Text to read:
Thread (47 messages) 47 messages, 4 authors, 2019-03-22

Re: [PATCH 1/3] bpf: add helper to check for a valid SYN cookie

From: Lorenz Bauer <hidden>
Date: 2019-02-25 18:26:57
Also in: linux-api

On Sat, 23 Feb 2019 at 00:44, Martin Lau [off-list ref] wrote:
On Fri, Feb 22, 2019 at 09:50:55AM +0000, Lorenz Bauer wrote:
quoted
Using bpf_sk_lookup_tcp it's possible to ascertain whether a packet belongs
to a known connection. However, there is one corner case: no sockets are
created if SYN cookies are active. This means that the final ACK in the
3WHS is misclassified.

Using the helper, we can look up the listening socket via bpf_sk_lookup_tcp
and then check whether a packet is a valid SYN cookie ACK.

Rows contained in a dataset:
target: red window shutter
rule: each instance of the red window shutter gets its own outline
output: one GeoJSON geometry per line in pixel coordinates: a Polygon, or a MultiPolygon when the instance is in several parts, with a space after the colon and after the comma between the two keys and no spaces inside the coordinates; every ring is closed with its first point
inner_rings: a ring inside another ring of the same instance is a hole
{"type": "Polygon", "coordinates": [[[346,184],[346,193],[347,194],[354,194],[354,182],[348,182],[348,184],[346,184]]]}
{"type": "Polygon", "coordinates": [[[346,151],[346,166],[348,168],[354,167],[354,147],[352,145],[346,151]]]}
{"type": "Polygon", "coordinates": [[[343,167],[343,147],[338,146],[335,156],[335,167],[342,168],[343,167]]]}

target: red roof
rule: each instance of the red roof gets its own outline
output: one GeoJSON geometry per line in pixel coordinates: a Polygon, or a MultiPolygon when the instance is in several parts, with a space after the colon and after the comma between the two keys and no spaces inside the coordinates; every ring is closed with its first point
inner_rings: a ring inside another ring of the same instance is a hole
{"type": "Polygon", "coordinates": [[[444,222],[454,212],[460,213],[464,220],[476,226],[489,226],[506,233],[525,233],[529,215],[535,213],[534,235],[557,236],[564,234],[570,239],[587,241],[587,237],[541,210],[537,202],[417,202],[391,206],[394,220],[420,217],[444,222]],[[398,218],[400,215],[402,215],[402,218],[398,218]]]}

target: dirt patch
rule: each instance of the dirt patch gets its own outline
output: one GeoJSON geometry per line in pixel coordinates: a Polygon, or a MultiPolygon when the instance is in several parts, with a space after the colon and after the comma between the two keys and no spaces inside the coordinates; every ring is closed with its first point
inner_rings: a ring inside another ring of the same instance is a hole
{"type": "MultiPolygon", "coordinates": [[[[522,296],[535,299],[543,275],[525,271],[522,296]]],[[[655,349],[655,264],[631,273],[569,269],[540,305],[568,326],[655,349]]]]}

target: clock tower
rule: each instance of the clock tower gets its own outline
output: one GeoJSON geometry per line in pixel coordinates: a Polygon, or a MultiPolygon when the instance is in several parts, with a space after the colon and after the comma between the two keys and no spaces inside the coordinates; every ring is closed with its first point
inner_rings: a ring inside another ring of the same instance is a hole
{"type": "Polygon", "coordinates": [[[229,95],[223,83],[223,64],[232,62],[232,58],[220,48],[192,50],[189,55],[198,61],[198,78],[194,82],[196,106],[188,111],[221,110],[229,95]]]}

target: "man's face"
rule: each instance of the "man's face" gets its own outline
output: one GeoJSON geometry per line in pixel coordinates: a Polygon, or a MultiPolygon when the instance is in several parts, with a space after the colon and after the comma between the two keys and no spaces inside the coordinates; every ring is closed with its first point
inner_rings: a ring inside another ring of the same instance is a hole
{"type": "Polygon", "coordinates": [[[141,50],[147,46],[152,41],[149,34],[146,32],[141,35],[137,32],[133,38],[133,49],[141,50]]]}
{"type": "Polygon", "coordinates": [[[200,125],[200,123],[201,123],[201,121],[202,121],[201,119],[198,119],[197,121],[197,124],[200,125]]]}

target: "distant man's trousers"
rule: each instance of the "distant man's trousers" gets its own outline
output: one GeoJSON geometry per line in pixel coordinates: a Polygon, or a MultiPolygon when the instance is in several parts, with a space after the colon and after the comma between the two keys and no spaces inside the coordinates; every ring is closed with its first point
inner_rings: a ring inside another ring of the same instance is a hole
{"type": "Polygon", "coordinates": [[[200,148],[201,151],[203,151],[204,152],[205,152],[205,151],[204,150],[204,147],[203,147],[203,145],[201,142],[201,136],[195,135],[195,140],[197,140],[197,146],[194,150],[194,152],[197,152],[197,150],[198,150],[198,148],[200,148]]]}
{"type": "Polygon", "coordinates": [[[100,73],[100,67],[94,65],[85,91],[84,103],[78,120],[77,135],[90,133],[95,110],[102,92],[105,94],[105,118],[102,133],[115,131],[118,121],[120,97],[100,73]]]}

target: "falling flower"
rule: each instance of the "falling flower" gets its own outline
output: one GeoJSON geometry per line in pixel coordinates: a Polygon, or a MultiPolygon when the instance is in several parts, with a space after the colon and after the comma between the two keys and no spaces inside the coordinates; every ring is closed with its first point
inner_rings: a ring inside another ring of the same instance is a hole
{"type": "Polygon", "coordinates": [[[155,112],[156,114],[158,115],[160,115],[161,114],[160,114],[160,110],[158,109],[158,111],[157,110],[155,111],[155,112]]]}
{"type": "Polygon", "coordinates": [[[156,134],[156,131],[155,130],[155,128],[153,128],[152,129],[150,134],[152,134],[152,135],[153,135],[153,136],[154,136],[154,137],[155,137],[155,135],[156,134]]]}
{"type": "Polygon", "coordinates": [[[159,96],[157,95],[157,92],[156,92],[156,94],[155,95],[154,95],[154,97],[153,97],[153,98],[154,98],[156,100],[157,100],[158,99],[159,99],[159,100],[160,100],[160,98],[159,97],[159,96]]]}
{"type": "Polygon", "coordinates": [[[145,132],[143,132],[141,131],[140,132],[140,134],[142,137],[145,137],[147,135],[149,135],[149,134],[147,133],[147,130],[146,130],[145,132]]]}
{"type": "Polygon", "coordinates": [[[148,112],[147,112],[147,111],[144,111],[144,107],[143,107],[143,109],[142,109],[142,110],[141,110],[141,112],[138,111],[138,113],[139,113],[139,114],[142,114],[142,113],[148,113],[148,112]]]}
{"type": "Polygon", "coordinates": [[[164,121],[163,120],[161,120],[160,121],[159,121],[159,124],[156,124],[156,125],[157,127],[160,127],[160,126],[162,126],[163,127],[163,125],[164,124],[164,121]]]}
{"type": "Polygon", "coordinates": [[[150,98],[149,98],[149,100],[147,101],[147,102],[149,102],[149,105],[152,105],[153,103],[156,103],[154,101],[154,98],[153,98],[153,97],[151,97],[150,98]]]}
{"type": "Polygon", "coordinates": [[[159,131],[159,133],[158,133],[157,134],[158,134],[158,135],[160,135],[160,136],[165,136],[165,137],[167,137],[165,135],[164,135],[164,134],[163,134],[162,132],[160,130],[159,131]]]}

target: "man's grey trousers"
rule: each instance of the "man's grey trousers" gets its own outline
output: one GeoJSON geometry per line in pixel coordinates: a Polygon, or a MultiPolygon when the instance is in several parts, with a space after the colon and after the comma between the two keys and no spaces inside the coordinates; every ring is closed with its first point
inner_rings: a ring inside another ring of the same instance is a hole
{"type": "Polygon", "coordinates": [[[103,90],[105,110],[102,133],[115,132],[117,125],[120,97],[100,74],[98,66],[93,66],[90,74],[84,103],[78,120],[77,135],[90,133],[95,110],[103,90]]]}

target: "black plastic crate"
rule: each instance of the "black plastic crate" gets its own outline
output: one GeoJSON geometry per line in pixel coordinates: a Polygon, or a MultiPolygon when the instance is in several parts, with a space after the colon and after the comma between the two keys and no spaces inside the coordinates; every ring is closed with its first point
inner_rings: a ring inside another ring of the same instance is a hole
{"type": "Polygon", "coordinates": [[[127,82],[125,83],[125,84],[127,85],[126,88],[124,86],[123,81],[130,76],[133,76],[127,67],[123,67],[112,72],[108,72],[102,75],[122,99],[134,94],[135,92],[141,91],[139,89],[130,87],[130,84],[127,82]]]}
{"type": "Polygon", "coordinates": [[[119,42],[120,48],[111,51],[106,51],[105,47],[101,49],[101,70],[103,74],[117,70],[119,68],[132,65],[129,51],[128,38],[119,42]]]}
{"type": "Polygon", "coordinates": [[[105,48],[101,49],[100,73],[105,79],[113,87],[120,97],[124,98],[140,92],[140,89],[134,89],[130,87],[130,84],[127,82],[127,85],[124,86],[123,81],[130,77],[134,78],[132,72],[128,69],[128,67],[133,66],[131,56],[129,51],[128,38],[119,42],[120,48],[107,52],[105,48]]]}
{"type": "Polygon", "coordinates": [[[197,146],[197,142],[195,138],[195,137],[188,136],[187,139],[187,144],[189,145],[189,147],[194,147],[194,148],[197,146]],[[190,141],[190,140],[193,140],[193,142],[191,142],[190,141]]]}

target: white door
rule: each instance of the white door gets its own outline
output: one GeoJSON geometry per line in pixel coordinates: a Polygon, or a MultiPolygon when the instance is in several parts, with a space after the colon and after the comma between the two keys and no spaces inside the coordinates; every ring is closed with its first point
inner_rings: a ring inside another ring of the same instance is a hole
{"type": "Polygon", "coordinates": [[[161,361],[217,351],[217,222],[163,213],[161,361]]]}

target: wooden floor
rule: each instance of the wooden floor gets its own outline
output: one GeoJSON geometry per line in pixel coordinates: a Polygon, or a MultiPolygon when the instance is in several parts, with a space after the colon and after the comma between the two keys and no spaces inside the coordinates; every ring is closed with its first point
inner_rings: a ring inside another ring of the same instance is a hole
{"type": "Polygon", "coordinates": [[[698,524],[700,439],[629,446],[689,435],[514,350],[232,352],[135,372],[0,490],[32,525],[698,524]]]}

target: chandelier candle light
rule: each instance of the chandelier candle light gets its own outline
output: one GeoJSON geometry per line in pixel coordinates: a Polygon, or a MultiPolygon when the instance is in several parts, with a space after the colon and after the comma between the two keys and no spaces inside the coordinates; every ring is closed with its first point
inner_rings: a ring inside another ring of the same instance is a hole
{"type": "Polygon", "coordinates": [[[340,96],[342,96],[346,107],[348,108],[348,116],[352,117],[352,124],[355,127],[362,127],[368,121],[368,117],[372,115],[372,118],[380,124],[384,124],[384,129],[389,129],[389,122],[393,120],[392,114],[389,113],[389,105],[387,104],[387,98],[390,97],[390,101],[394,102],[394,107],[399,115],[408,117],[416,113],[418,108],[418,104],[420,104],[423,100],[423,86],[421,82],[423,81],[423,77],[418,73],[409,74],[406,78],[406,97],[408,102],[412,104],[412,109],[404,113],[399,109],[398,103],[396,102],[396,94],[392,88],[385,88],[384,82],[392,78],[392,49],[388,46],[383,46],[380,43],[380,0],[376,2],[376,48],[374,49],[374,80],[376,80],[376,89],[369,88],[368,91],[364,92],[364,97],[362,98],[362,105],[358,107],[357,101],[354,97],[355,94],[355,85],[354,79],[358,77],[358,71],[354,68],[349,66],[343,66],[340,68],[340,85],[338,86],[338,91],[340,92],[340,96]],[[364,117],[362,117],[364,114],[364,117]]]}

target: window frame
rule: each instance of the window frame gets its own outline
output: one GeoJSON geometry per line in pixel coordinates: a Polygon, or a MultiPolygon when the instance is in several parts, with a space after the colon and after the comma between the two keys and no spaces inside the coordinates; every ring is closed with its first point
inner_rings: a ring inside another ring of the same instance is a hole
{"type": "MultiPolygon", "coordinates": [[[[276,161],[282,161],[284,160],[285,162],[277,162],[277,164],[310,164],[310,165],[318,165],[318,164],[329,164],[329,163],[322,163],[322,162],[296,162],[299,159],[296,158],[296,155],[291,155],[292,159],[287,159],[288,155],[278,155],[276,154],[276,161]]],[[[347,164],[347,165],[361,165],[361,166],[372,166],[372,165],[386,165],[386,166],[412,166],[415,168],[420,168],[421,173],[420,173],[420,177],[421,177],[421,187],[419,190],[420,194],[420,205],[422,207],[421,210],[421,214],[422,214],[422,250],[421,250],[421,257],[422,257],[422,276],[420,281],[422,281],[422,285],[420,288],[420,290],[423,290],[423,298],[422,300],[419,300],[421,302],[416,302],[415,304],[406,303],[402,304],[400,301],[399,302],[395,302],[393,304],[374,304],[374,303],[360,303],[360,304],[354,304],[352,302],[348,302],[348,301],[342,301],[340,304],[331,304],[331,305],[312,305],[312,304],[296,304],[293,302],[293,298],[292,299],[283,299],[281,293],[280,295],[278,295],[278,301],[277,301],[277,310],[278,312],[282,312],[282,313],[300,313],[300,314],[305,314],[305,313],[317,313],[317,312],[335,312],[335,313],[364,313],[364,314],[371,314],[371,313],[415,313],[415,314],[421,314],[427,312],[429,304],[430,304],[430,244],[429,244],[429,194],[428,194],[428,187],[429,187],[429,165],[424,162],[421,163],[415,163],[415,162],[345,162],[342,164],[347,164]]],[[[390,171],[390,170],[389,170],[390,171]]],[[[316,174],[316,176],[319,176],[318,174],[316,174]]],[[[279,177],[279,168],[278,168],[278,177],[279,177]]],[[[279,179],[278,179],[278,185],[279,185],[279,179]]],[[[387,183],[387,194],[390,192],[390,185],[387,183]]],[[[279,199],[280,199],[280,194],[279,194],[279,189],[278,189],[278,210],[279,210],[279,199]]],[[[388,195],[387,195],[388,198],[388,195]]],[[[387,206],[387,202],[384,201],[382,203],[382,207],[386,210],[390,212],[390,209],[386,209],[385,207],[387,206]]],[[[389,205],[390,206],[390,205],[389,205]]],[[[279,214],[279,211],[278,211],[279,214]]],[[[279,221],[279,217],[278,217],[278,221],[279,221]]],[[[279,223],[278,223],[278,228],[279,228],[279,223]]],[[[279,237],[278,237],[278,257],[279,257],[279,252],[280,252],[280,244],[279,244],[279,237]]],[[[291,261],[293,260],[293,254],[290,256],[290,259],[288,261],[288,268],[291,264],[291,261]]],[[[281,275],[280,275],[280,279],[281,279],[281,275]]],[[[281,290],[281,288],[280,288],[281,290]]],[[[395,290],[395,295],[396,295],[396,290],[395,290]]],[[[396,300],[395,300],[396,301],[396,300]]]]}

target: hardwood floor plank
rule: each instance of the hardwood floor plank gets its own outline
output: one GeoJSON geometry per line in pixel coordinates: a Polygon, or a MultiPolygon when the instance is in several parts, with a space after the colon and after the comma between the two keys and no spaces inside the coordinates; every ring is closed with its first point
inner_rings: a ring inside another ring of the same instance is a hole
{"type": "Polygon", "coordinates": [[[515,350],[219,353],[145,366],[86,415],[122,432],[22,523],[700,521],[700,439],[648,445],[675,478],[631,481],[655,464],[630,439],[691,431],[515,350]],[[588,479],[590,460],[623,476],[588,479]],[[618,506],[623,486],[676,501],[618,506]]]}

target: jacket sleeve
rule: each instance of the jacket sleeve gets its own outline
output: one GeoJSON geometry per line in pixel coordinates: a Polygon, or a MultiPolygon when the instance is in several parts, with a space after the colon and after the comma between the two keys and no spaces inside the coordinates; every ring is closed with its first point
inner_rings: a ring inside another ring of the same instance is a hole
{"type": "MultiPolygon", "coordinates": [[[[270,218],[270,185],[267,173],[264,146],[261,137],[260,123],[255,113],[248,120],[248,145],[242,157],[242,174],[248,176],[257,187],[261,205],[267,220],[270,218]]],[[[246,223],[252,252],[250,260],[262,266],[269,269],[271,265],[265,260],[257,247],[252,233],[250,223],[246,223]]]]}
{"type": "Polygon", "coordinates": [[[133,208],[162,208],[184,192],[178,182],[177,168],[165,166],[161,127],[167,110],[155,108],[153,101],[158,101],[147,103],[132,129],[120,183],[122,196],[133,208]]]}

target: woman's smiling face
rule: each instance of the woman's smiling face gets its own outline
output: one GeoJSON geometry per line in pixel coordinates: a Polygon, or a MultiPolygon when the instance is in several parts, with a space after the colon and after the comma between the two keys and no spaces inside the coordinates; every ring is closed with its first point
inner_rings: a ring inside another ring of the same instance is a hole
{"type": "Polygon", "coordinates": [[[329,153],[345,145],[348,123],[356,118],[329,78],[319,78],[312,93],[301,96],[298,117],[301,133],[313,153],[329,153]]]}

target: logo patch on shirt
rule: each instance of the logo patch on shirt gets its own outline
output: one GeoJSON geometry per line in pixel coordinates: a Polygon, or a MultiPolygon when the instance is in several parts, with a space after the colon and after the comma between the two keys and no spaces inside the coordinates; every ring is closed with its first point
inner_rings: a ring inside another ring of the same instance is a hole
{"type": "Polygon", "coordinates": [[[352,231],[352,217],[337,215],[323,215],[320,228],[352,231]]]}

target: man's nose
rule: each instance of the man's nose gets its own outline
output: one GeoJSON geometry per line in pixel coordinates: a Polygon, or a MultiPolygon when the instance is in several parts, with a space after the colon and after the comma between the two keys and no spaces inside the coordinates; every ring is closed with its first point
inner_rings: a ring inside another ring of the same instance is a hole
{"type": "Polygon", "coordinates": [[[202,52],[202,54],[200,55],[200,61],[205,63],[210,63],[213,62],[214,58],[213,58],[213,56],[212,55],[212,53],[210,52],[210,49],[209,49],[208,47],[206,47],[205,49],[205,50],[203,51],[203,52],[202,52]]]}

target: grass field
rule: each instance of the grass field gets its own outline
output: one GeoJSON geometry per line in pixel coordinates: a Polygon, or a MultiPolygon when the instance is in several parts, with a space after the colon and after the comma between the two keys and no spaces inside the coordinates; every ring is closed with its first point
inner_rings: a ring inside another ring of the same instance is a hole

Complete the following:
[A] Summarize the message about the SYN cookie patch in two sentences.
[B] Return the lines of the rows starting at the first line of the rows and ending at the line that contains "rule: each instance of the red window", both included, without changing them.

Outputs:
[A] The patch adds a BPF helper to check for a valid SYN cookie, covering a corner case of bpf_sk_lookup_tcp: no sockets are created when SYN cookies are active, so the final ACK in the 3WHS is misclassified. With the helper, the listening socket can be looked up via bpf_sk_lookup_tcp and the packet then checked to see whether it is a valid SYN cookie ACK.

[B]
target: red window shutter
rule: each instance of the red window shutter gets its own outline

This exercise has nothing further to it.